Texto de origem.
═══

TAPROBANA
Camilo Azevedo e Paulo Varela Gomes
o início do ano de 1506, o Rei de Portugal D. Manuel, “o Venturoso” foi informado de que um capitão português acabava de aportar à ilha de Ceilão, conhecida desde a Antiguidade pelo nome lendário de Taprobana.
O desembarque em Ceilão desempenhou um papel muito importante na propaganda desenvolvida pelos portugueses no início do século XVI. Sucedem-se as cartas de D, Manuel para o Papa em Roma e as procissões de acção de graças. A notícia era tão importante para o Rei como a chegada à própria Índia, porque a lenda tem sempre mais força que a realidade e o nome mítico da Tapobrana mais importância que muitos carregamentos de pimenta.
Com a chegada dos portugueses a Ceilão, fechava-se o ciclo aberto por Alexandre Magno; o sonho da unificação do Mundo sob um novo império, o quinto grande império da história mítica.
ilha de Ceilão era conhecida pela cultura do Ocidente europeu desde a época dos Gregos. As notícias que vinham de lá eram muito vagas, quase um rumor, quase um murmúrio de encanto vindo do próprio paraíso terreal. As primeiras lendas tinham chegado à Europa muito tempo antes de Cristo, através dos generais de Alexandre Magno, o príncipe grego chegou até às margens do Indo. Aí, nas fronteiras da Índia, os generais helénicos ouviram falar da ilha encantada. Estrabão, o geógrafo grego, chamou-lhe Taprobana. Outros designaram por este nome a ilha de Sumatra, mais a leste. Plínio, o Velho encontrou em Roma, já no início da nossa era, embaixadores vindos de Ceilão e descreveu a ilha como um paraíso político e social, uma utopia longínqua, com a qual comparou os costumes da sua pátria romana.
Deste modo, Ceilão esteve presente desde o início da História da Europa como um lugar entre a lenda e a realidade. Da realidade chegavam ao Império Romano a aromática canela de Ceilão e as suas pedras preciosas, transportadas até às margens do Mediterrâneo por mercadores orientais que atravessavam o oceano Índico, o mar vermelho ou a Pérsia.

═══

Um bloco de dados
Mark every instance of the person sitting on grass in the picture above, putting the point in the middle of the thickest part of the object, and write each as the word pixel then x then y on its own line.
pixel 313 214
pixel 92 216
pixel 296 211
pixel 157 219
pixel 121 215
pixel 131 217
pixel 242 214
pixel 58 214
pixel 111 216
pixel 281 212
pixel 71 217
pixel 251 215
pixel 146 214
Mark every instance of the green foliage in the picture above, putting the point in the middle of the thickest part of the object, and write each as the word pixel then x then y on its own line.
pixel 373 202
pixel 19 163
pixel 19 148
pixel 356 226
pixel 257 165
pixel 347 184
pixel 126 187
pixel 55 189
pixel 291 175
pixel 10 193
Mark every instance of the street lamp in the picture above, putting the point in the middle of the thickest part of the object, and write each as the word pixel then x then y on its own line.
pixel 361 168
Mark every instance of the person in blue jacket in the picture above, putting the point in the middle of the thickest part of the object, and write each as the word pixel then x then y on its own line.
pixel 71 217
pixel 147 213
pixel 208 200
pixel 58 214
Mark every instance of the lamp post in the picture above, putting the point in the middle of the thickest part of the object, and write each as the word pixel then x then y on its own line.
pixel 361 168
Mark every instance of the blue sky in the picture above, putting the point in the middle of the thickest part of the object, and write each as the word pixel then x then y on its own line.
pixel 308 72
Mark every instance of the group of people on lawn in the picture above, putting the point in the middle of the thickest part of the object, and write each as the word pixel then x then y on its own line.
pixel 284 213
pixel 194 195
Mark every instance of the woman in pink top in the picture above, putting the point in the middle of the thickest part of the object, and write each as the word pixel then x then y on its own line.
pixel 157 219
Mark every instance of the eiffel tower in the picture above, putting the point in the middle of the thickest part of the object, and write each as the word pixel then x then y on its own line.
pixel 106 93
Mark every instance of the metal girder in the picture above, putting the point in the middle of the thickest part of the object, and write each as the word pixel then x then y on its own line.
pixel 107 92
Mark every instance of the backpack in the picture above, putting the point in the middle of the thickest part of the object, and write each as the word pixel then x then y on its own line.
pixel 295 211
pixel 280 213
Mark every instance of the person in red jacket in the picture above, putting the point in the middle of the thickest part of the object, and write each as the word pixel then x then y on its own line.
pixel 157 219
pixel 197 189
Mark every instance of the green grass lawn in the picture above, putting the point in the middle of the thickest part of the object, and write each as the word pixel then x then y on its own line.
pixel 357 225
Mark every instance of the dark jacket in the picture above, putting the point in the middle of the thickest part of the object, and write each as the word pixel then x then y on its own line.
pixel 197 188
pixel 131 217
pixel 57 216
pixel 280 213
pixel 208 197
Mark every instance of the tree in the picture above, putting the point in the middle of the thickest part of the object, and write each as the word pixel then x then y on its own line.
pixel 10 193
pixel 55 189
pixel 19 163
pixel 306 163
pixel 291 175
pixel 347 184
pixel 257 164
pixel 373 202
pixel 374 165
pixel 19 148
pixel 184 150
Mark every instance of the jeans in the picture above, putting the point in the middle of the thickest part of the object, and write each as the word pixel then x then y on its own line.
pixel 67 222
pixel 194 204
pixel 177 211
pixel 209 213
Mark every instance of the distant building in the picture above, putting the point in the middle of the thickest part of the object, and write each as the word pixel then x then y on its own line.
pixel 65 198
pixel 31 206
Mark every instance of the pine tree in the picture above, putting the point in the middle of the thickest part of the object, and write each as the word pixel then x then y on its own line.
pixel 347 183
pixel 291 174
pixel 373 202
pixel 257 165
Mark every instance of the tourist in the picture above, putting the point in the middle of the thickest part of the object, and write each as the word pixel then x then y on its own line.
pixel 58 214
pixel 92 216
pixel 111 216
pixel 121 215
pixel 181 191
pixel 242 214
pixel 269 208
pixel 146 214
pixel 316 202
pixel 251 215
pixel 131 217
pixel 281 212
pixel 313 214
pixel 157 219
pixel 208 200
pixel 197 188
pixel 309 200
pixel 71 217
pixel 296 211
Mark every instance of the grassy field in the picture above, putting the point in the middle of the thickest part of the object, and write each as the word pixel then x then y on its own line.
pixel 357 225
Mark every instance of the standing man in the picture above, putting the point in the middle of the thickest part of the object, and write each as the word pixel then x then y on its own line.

═══

Objetivos.
(1) Devolve, sem alterações, o trecho do texto sobre a Taprobana entre "ilha de Ceilão era" e "sua pátria romana.", ambos incluídos.
(2) Volta a escrever, sem qualquer alteração, as linhas dos registos entre a que contém "Mark every instance of the tree" e a que contém "pixel 31 206", ambas incluídas.

Resultados do exercício.
(1)
ilha de Ceilão era conhecida pela cultura do Ocidente europeu desde a época dos Gregos. As notícias que vinham de lá eram muito vagas, quase um rumor, quase um murmúrio de encanto vindo do próprio paraíso terreal. As primeiras lendas tinham chegado à Europa muito tempo antes de Cristo, através dos generais de Alexandre Magno, o príncipe grego chegou até às margens do Indo. Aí, nas fronteiras da Índia, os generais helénicos ouviram falar da ilha encantada. Estrabão, o geógrafo grego, chamou-lhe Taprobana. Outros designaram por este nome a ilha de Sumatra, mais a leste. Plínio, o Velho encontrou em Roma, já no início da nossa era, embaixadores vindos de Ceilão e descreveu a ilha como um paraíso político e social, uma utopia longínqua, com a qual comparou os costumes da sua pátria romana.

(2)
Mark every instance of the tree in the picture above, putting the point in the middle of the thickest part of the object, and write each as the word pixel then x then y on its own line.
pixel 10 193
pixel 55 189
pixel 19 163
pixel 306 163
pixel 291 175
pixel 347 184
pixel 257 164
pixel 373 202
pixel 374 165
pixel 19 148
pixel 184 150
Mark every instance of the jeans in the picture above, putting the point in the middle of the thickest part of the object, and write each as the word pixel then x then y on its own line.
pixel 67 222
pixel 194 204
pixel 177 211
pixel 209 213
Mark every instance of the distant building in the picture above, putting the point in the middle of the thickest part of the object, and write each as the word pixel then x then y on its own line.
pixel 65 198
pixel 31 206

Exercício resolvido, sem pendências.